───── Texto de lectura ─────
Cuando la Iglesia canta las glorias de la Inmaculada casi pierde la cabeza; casi. Veamos, por ejemplo, las locuras de amor que un gran filósofo y teólogo del siglo XI, San Anselmo de Canterbury, escribe, y que hoy la Iglesia nos da a leer en el Oficio de lectura:
«¡Oh mujer llena de gracia, sobreabundante de gracia cuya plenitud desborda a la creación entera y la hace reverdecer! ¡Oh Virgen bendita, bendita por encima de todo por tu bendición queda bendita toda criatura, no sólo la creación por el Creador, sino también el Creador por criatura!
─────
▸ Tareas
1: Resume en dos oraciones el texto sobre la Inmaculada.
2: Copia las líneas del listado completo sin cambiar nada.
El texto y el listado provienen de fuentes distintas.
───── Datos de trabajo ─────
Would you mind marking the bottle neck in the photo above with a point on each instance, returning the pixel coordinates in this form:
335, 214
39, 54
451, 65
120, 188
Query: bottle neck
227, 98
─────
▸ Respuestas desarrolladas
1: Cuando la Iglesia canta las glorias de la Inmaculada casi pierde la cabeza, como muestran las locuras de amor que escribió San Anselmo de Canterbury, filósofo y teólogo del siglo XI, y que hoy se leen en el Oficio de lectura. En ese pasaje, Anselmo alaba a la mujer llena de gracia, cuya plenitud desborda a la creación entera y la hace reverdecer, y a la Virgen bendita, por cuya bendición queda bendita toda criatura.

2:
Would you mind marking the bottle neck in the photo above with a point on each instance, returning the pixel coordinates in this form:
335, 214
39, 54
451, 65
120, 188
Query: bottle neck
227, 98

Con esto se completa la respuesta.